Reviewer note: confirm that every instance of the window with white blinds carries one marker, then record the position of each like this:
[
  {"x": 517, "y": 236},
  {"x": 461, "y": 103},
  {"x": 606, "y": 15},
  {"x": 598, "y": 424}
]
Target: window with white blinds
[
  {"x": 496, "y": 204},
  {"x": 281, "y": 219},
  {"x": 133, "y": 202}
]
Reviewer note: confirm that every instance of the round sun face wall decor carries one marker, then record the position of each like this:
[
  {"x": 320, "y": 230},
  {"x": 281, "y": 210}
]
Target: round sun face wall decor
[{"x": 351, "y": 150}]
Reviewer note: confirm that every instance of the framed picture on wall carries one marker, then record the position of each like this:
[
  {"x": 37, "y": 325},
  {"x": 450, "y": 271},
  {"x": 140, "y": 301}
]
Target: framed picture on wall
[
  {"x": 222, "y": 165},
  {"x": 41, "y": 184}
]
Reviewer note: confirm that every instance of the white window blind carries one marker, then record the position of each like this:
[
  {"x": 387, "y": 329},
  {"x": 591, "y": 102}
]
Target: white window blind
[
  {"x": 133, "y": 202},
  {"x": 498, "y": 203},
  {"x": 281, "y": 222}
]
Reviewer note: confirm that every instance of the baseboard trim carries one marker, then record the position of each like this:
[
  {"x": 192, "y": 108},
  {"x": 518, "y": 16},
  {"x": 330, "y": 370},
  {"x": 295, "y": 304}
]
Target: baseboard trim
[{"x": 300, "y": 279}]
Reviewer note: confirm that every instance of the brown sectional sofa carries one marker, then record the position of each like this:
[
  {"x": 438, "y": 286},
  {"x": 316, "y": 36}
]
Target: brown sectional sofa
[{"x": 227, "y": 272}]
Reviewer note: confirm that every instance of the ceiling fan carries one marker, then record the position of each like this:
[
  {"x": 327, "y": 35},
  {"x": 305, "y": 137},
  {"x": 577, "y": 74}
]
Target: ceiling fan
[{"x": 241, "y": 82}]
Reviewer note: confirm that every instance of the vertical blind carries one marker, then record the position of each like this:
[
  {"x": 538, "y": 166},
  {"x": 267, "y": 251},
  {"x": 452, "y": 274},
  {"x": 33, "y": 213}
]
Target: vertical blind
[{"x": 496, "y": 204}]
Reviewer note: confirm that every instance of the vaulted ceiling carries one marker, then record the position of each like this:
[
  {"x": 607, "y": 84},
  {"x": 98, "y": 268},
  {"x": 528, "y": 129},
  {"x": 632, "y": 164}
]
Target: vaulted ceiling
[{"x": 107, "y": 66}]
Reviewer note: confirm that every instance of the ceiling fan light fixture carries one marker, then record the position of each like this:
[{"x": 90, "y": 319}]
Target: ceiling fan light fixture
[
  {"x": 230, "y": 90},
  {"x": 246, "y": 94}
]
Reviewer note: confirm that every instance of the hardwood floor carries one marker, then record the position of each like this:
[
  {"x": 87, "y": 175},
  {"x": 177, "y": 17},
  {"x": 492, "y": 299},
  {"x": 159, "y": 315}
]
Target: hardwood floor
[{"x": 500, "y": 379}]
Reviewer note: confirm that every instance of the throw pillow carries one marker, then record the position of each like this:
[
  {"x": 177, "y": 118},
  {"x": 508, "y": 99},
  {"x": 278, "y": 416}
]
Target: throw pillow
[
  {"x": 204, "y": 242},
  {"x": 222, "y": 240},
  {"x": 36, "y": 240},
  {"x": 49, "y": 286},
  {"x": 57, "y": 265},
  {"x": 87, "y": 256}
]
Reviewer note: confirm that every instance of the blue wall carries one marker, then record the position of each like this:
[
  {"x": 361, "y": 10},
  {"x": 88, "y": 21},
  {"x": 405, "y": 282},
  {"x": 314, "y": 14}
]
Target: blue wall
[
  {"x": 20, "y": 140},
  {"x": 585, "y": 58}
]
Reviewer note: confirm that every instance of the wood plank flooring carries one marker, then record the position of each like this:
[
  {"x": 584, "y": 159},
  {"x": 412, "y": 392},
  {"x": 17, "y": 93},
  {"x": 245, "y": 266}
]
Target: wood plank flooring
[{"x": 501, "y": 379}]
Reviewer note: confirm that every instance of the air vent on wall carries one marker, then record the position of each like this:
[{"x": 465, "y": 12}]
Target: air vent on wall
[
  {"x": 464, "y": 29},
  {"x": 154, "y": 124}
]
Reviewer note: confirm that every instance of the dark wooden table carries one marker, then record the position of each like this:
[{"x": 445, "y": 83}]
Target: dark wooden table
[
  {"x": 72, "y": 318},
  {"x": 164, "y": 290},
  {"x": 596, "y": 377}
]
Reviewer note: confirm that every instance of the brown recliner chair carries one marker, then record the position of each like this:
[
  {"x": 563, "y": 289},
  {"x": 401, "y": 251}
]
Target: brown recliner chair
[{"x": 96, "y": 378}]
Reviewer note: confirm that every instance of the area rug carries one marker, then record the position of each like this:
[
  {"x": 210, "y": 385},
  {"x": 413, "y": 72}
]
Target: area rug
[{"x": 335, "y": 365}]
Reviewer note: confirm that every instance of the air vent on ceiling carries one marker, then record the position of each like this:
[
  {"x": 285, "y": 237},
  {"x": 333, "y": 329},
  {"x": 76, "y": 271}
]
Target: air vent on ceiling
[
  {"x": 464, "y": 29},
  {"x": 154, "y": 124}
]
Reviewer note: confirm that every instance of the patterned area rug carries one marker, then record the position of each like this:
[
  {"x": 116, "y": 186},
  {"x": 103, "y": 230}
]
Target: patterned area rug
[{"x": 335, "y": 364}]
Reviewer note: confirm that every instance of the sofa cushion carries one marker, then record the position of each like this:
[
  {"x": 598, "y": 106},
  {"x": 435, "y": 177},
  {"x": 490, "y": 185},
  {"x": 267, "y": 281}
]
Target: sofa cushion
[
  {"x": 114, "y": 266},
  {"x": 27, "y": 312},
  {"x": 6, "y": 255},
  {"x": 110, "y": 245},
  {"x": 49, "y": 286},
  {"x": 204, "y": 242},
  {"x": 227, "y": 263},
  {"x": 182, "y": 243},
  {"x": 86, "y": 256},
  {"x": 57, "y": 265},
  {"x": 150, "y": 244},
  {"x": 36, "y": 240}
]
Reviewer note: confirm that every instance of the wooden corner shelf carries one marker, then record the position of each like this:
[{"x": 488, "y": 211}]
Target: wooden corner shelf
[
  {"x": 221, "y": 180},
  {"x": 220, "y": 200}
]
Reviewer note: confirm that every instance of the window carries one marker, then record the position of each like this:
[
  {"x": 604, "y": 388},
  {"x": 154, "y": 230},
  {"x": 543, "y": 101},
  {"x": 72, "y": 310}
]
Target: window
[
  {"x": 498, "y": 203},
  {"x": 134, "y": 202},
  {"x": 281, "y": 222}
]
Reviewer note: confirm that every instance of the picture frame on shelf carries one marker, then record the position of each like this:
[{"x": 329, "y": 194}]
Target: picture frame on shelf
********************
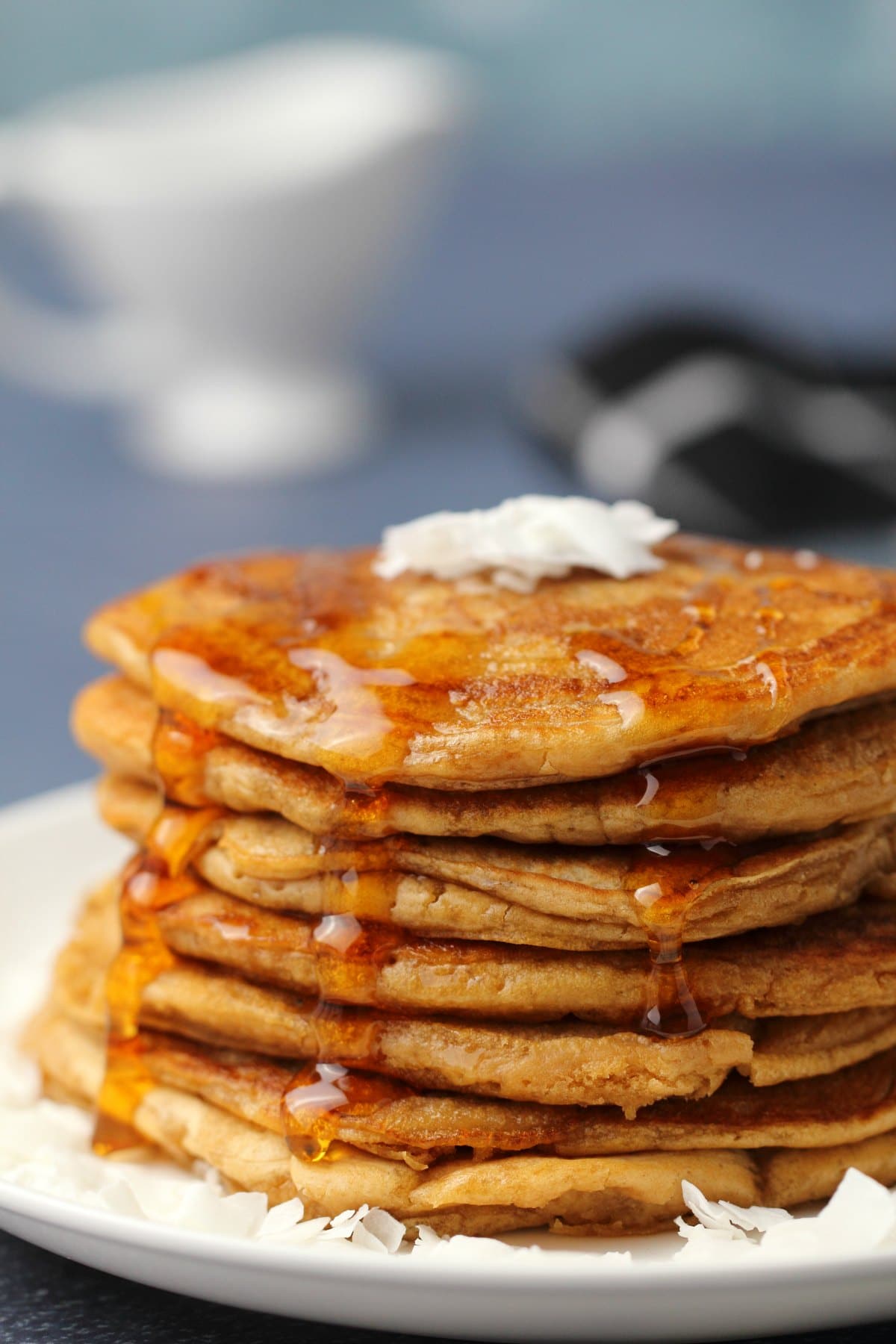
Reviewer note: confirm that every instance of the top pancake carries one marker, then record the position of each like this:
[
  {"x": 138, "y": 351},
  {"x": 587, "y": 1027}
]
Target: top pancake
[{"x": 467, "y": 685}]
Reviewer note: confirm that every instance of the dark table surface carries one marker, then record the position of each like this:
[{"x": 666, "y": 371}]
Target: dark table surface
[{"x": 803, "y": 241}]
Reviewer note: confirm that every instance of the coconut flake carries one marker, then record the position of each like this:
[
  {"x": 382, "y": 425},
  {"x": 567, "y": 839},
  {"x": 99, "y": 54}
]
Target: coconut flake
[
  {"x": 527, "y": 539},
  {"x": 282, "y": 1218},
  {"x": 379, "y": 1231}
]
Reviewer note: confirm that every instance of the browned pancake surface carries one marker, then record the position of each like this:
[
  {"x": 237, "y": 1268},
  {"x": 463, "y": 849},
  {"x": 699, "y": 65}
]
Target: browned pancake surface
********************
* [EXERCISE AIM]
How many lines in the records above contain the word "patterned", matching case exactly? Reply with the number alone.

* [SOLUTION TO THIS PROBLEM]
2